<<<<

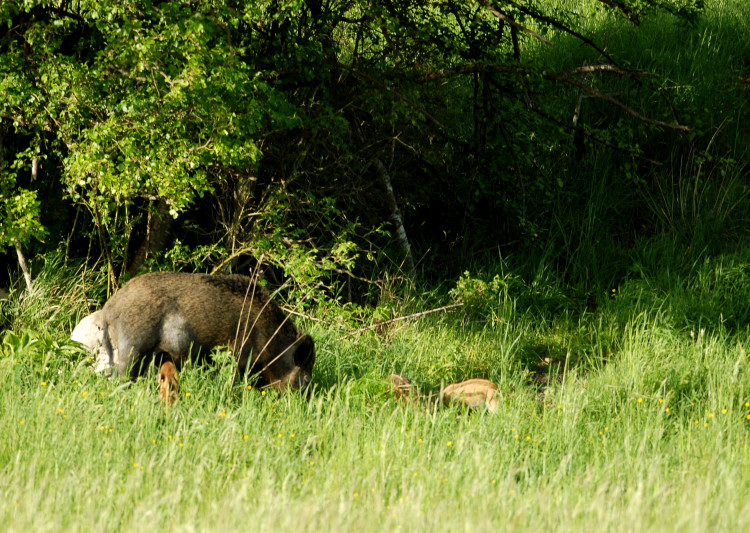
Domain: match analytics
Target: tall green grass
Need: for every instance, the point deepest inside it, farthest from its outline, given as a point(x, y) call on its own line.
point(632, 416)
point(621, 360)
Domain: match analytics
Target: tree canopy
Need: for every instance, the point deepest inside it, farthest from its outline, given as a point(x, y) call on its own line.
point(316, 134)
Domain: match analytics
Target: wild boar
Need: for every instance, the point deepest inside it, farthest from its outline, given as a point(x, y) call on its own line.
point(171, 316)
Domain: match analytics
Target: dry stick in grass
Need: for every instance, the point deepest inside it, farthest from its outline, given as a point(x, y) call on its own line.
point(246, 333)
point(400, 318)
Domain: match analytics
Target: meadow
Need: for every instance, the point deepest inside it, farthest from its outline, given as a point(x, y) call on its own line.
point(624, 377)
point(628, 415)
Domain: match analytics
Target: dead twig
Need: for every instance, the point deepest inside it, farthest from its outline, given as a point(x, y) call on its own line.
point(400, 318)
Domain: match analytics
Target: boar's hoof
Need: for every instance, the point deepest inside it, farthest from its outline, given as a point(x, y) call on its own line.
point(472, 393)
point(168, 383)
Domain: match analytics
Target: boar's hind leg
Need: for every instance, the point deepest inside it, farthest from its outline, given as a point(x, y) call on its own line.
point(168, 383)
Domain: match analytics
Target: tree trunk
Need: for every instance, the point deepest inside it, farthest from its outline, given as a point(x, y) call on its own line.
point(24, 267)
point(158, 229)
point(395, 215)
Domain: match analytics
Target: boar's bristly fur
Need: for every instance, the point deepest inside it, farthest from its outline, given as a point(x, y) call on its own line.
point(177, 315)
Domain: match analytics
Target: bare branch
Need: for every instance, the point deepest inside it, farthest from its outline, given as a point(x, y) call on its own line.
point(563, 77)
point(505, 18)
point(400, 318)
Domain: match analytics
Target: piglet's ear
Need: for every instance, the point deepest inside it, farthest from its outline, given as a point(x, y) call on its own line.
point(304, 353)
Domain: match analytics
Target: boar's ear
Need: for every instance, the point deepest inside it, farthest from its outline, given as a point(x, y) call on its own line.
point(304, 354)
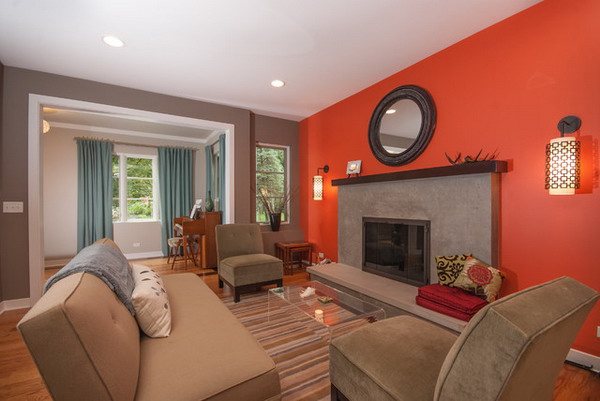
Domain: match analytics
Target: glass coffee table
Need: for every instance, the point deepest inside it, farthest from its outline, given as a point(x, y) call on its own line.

>>>>

#### GOAL
Return every line of the listing above that contains the string "tree", treating uppercase and lowercase as different.

#### TASK RESULT
Target: tree canopy
Target: tree trunk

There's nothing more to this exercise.